Dataset items

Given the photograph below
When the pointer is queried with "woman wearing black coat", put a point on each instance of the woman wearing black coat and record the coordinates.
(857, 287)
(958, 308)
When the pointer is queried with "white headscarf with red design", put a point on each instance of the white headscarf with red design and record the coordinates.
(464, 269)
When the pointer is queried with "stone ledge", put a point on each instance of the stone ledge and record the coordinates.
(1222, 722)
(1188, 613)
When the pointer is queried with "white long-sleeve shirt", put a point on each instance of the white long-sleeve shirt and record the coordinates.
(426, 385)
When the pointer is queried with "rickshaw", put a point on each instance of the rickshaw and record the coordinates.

Your objective
Exact copies of all the entries above are to be printed.

Task result
Given the photograph below
When the pointer is queried with "woman wearing black coat", put a point on each instance of the woman wearing black coat and record the coordinates.
(857, 287)
(958, 308)
When the pointer is queried with "white headscarf with red design", put a point on each instance of the white headscarf with red design and record the coordinates.
(464, 269)
When the pointer is queried with "stone ledge", put a point on each instance of the stone ledge and record the coordinates.
(1222, 722)
(1188, 613)
When the pointer is queried with "white long-sleeve shirt", put a point on each instance of the white long-sleeve shirt and record the coordinates.
(426, 385)
When the pointer is queried with "rickshaw", put a point on each instance of the rickshaw and record the coordinates.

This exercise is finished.